Although many systems are described above with reference to FIG. 2, any of a variety of systems can be utilized to implement a network of adaptive charging stations connected in an adaptive charging network in a variety of topologies as appropriate to the requirements of specific applications in accordance with various embodiments of the invention. Adaptive charging station controllers in accordance with several embodiments of the invention are discussed below.


An adaptive charging station controller (ACS controller) in accordance with an embodiment of the invention is shown in FIG. 3. In various embodiments, the ACS controller 300 can perform calculations to distribute charging capacity between linked ACSs upstream and downstream within an ACN. In many embodiments, an ACS controller can make requests for available capacity from upstream nodes and/or transmit available capacity to downstream nodes.

Records from a dataset
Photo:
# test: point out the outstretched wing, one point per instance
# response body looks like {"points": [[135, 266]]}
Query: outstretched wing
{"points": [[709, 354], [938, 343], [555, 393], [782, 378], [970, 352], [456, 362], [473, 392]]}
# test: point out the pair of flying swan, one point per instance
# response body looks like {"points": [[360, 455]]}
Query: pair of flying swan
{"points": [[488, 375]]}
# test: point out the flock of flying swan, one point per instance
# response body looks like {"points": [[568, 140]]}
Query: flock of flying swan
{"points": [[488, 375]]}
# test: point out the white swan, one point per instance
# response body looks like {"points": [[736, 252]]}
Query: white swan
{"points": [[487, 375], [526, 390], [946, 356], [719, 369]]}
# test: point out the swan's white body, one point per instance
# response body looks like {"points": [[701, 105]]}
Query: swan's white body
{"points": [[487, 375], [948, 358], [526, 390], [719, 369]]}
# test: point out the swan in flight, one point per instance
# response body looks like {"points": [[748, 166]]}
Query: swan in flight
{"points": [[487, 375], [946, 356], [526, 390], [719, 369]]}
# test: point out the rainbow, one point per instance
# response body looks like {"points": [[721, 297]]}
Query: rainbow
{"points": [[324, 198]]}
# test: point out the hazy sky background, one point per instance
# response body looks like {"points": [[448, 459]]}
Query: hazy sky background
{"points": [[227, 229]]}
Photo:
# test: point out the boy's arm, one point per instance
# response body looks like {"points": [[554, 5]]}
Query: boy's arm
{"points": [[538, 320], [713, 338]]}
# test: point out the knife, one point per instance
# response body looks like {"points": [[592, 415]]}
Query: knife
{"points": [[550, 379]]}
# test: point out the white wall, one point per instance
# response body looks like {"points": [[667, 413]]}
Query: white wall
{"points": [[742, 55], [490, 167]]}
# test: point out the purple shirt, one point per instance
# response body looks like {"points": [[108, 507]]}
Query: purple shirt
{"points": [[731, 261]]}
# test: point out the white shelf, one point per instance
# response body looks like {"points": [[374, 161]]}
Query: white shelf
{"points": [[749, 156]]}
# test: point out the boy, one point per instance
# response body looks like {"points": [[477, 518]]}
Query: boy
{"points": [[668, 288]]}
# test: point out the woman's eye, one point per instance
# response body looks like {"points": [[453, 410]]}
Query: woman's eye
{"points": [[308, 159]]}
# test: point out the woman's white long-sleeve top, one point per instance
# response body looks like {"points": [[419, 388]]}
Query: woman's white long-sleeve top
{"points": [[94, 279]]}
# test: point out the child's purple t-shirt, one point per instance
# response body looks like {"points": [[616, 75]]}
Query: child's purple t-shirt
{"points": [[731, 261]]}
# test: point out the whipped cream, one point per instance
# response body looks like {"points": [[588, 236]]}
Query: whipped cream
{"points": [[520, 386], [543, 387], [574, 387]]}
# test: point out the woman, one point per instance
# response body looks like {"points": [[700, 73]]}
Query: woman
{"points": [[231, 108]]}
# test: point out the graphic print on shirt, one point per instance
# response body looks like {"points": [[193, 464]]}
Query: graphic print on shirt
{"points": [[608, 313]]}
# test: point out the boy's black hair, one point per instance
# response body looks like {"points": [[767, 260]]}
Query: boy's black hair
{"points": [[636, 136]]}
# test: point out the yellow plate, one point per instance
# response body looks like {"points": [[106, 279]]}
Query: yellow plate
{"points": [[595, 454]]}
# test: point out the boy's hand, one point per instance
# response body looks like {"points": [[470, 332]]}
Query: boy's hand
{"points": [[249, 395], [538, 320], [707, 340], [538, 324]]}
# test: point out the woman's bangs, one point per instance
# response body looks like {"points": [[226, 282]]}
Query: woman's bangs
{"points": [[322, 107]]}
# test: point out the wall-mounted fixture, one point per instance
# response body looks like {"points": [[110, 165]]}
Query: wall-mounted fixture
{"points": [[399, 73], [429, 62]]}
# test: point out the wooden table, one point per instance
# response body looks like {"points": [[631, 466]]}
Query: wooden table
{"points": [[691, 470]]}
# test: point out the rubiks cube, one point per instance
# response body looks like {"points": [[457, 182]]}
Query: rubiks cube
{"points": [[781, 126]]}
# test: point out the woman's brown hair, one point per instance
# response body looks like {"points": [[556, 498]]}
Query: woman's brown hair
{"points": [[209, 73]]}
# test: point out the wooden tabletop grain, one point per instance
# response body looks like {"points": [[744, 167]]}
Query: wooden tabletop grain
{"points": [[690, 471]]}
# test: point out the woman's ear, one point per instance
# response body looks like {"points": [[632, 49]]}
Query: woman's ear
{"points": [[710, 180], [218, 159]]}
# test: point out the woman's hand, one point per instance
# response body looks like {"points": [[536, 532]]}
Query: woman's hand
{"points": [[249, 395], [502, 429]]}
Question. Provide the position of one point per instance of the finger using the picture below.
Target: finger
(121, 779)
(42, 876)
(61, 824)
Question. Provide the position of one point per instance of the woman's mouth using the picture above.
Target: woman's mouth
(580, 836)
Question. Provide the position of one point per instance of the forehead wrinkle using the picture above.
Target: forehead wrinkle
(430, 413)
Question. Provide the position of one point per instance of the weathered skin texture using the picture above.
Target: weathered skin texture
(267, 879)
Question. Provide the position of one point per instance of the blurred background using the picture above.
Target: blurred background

* _Written problem 1_: Retype the stretch of the adaptive charging station passage from "Although many systems" through "are discussed below.".
* _Written problem 2_: Gather every line of the records that contains the string "hand".
The passage on adaptive charging stations and the records were taken from separate sources.

* _Task result 1_:
Although many systems are described above with reference to FIG. 2, any of a variety of systems can be utilized to implement a network of adaptive charging stations connected in an adaptive charging network in a variety of topologies as appropriate to the requirements of specific applications in accordance with various embodiments of the invention. Adaptive charging station controllers in accordance with several embodiments of the invention are discussed below.

* _Task result 2_:
# test: point out the boy's hand, one point per instance
Query: boy's hand
# test: point out the woman's hand, one point per instance
Query: woman's hand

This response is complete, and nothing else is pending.